(INFORMATION GIVEN Opens)
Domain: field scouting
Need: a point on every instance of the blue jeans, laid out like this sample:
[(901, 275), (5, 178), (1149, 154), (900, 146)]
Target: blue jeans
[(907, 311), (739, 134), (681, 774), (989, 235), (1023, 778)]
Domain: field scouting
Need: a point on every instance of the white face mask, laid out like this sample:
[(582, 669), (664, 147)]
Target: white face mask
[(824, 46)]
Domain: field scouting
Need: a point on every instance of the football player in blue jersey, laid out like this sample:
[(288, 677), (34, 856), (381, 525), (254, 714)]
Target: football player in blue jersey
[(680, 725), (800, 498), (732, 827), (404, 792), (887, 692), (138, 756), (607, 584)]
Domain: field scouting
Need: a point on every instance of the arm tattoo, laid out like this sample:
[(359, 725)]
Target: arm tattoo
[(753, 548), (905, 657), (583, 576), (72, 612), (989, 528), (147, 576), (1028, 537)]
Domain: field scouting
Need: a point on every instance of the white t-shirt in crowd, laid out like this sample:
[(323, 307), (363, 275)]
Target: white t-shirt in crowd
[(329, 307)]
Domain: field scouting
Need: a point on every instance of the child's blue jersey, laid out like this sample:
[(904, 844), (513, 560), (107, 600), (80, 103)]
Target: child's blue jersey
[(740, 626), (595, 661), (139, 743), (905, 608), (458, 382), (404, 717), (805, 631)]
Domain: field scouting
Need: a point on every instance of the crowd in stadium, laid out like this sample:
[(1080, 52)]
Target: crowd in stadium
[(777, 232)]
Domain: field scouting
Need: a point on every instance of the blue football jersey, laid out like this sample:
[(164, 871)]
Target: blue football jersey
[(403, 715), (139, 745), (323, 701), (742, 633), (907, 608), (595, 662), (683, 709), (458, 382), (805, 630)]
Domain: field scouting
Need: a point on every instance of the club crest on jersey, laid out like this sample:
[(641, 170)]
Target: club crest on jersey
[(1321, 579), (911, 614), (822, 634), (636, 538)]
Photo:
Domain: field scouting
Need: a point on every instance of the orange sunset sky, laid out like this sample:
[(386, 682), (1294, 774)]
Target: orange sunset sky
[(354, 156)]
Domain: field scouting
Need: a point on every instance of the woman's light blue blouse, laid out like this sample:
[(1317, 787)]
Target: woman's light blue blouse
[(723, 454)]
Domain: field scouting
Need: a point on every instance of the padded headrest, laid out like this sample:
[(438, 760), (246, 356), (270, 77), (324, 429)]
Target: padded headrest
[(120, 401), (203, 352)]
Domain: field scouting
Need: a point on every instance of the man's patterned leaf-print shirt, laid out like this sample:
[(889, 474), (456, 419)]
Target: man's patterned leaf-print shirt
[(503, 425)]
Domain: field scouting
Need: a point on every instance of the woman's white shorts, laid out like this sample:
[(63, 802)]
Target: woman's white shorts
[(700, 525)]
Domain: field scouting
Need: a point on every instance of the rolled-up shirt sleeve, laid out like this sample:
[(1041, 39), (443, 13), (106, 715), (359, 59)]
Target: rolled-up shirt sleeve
(INFORMATION GIVEN Closes)
PROBLEM DESCRIPTION:
Look back at the data above. Transcribe exactly the lines starting at the line that contains "Target: child's blue jersey" and ending at the line that contains "Need: a point on every instance of the rolled-up".

RESPONSE BOX:
Target: child's blue jersey
[(740, 626), (595, 661), (139, 743), (905, 608), (458, 382), (404, 717), (805, 631)]
Domain: field scouting
Need: a point on every instance of the crowd in stadium, laid out like this sample:
[(1080, 52)]
Target: crowd in stadium
[(777, 232)]
Domain: field scouting
Need: a point on every instance of the blue football jersey, laid out like this sample:
[(164, 871)]
Target: blue football jersey
[(403, 715), (139, 745), (323, 701), (742, 633), (907, 608), (595, 662), (683, 709), (458, 382), (805, 630)]
Domain: field scouting
Need: a point on every instance of the club crest on jersey, laid out like this sample:
[(641, 170)]
Target: club crest on jersey
[(1321, 579), (911, 614), (822, 634), (636, 538)]
Photo:
Domain: field scouting
Need: a point on every instance of the orange sunset sky, laid out like this sample:
[(386, 682), (1294, 774)]
Target: orange sunset sky
[(354, 156)]
Domain: field scouting
Need: a point on every instance of the woman's light blue blouse, laid out like this sample:
[(1317, 787)]
Target: woman's light blue blouse
[(723, 454)]
Domain: field scouting
Need: a point on every instance of the padded headrest, laid out like this sample:
[(438, 760), (246, 356), (270, 77), (324, 429)]
Target: padded headrest
[(120, 401), (203, 352)]
Domain: field scouting
Need: a point on every instance of the man's patterned leaf-print shirt, laid out like this sample:
[(889, 474), (456, 419)]
Target: man's patterned leaf-print shirt
[(503, 425)]
Domain: field scouting
Need: a point on every instance of the woman's white shorts, laid out like this sample:
[(63, 802)]
Target: woman's white shorts
[(700, 525)]
Domain: field scouting
Need: a point on every instance of the rolled-up shirt sleeve, laid out like this sample:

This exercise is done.